__Object location annotation data__.
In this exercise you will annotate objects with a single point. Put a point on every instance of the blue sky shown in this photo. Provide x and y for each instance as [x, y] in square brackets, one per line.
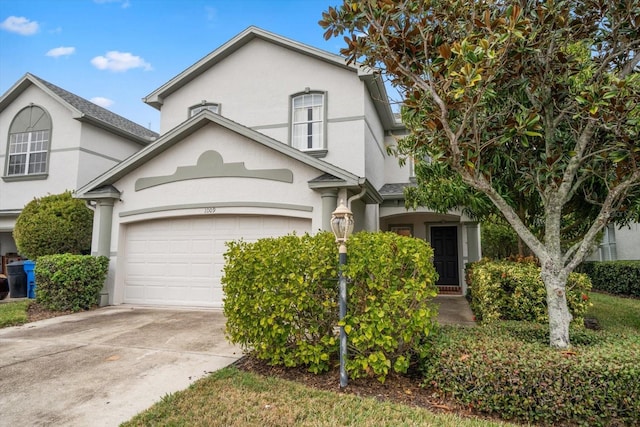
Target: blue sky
[115, 52]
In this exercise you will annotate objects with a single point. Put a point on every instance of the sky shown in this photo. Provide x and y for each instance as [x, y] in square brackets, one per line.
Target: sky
[116, 52]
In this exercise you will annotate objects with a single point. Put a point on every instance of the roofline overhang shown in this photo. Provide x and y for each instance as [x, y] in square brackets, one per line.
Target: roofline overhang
[156, 98]
[81, 117]
[196, 123]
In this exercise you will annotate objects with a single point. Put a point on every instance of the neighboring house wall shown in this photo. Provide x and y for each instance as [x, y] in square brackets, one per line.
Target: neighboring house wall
[79, 147]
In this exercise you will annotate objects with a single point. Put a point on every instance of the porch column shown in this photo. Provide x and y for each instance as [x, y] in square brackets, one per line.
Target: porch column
[104, 209]
[473, 241]
[329, 204]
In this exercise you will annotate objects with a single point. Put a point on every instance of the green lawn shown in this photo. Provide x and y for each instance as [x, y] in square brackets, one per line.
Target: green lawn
[13, 313]
[231, 397]
[614, 313]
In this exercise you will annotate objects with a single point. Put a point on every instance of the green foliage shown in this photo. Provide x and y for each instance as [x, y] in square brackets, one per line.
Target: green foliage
[506, 290]
[498, 369]
[53, 224]
[614, 277]
[281, 300]
[529, 105]
[392, 280]
[13, 313]
[70, 282]
[498, 239]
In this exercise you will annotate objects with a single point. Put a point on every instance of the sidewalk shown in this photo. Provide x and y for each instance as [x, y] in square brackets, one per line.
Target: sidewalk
[454, 310]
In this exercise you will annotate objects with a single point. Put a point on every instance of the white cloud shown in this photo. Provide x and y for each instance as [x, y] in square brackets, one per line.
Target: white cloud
[125, 3]
[119, 61]
[101, 101]
[61, 51]
[20, 25]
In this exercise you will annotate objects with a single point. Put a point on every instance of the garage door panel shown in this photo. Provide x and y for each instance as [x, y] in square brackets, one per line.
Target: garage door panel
[179, 261]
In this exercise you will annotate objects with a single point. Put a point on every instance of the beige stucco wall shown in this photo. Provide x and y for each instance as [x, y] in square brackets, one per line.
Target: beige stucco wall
[63, 157]
[177, 198]
[254, 85]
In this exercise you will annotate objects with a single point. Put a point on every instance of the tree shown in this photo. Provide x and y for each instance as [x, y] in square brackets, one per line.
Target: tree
[520, 101]
[54, 224]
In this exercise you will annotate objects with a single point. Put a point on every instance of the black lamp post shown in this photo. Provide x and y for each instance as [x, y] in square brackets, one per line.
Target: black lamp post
[342, 227]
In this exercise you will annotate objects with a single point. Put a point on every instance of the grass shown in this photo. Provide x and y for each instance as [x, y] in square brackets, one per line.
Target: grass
[13, 313]
[231, 397]
[614, 313]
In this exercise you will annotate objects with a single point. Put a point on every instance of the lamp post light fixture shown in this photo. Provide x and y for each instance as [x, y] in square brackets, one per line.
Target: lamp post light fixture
[342, 227]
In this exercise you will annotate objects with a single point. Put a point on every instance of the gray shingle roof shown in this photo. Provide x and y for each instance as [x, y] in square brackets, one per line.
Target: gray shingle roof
[100, 114]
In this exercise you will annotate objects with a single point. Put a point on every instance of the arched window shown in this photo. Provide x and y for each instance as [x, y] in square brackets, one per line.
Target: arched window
[29, 142]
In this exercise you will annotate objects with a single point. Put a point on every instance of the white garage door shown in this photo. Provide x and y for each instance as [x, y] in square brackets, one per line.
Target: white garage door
[179, 261]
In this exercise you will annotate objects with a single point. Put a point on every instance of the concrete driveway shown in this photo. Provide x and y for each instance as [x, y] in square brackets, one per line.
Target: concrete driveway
[99, 368]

__WRITTEN EXERCISE__. Update the material above by replacing each occurrence of "photo" with "image" and leaving all other text unchanged. Omit the pictures from your answer.

__PROBLEM SOLUTION__.
In this exercise you will annotate objects with a single point. Put a point on every instance of the blue sky shown in this image. Provide x and y for each instance as [x, y] in square brackets, one per line.
Target: blue sky
[115, 52]
In this exercise you will annotate objects with a single point. Put a point on every instance of the sky shown in this image. Provide x and y for each instance as [x, y] in square brackets, one per line.
Target: sky
[116, 52]
In this exercise you will annotate objects with a single point. Put a point on every instance of the roofline overhang shown in this image. Provide x and y for each instance as [x, y] in square brackets, one per line.
Target: roofline overhang
[156, 98]
[81, 117]
[196, 123]
In this exercise you will annotate objects with a single point. Put a point on every instance of the neighboring house wall shown in this image. Provide x and y for each instance as [x, y] in square brackets, one per line.
Target: neighboring house wall
[79, 147]
In this exercise you will annotate objects with a single point. Put a point on every instance of the porch column shown in this image. Provide x and y for each instance as [x, y] in square brackets, one per line.
Target: porch column
[104, 209]
[473, 241]
[329, 204]
In this exercise you will annotate objects with a single point. Put a point on every instance of the green lawn shown in this image. Provide x and y for each instance as [x, y] in square brackets, one per line.
Target: green lawn
[13, 313]
[231, 397]
[614, 313]
In this exercise you will annotate objects with a single point. Put a point on every instance of the green foliage shown in this image. Provide x and y for each instance as [x, y] in square brackets, one per line.
Target: green foliage
[506, 290]
[498, 369]
[53, 224]
[614, 277]
[281, 300]
[529, 105]
[392, 280]
[13, 313]
[70, 282]
[498, 239]
In this exercise you will annotate objects with a single point. Put a point on every instance of the sidewalk shown in this image. Provide x and y for each instance as [x, y] in square brackets, one per line.
Target: sidewalk
[454, 310]
In this exercise you will annotate objects with a single point. Put a point on every instance of the white cloud shown in this image. Provide x and y for each instance as [x, y] in square brackets, one per line.
Target: white cloud
[125, 3]
[119, 61]
[101, 101]
[61, 51]
[20, 25]
In this exercise you will annotate objects with a single point. Put a point on every instance of the garage door panel shown in this image. Provide x and y for each instance as [x, y] in square brackets, one per line.
Target: garage door panel
[179, 261]
In this exercise you will annotate objects with a single point. Put a point on every instance of the beige stucco wall shown in this image. Provide x and y for each instance as [x, y] in square brackets, one per line.
Target: beige stucco wall
[63, 157]
[177, 198]
[254, 85]
In this exercise you will annotate objects with a single point. Put a point on every instance of the tree shown in this image. Provide x and y for each instance as [x, y] in square brackets, one per line.
Target: tree
[520, 101]
[54, 224]
In this exercise you will annotate objects with a single point. Put a point on every instance of the black lamp post shown in this image. Provide x and y for each instance as [x, y] in square brackets, one per line.
Target: black lamp post
[342, 227]
In this exercise you will annotate objects with a single point. Put a point on every instance of the grass shown in this image. Provide x and y for each instance as [x, y] in square brackets, one per line.
Target: grass
[13, 313]
[231, 397]
[614, 313]
In this exercise you will annotate objects with a single point. Put a point on every instance of the lamp post light fixture shown in this image. Provide x and y for each instance as [x, y] in square brackets, one per line.
Target: lamp post light fixture
[342, 227]
In this exercise you will annotate objects with a single point. Put a point on every instance of the gray shingle roof shown in this image. Provide x and y for each instance as [x, y] in square brackets, one per line.
Target: gray shingle roof
[100, 114]
In this exercise you will annotate objects with a single point. Put a point on every instance of the arched window shown in this image. Provide x and y for each instance as [x, y] in square brackets, one per line.
Target: arched window
[29, 142]
In this exercise you will annotate objects with a single point. Put a point on every instance of the white garage door shown in this image. Provide x and y for each instance as [x, y] in square brackets, one per line.
Target: white garage door
[179, 261]
In this exercise you will annotate objects with a single point. Put a point on every instance of the concrete driveway shown in this image. Provide x and y for each instance as [x, y] in square brackets, one per line.
Target: concrete driveway
[99, 368]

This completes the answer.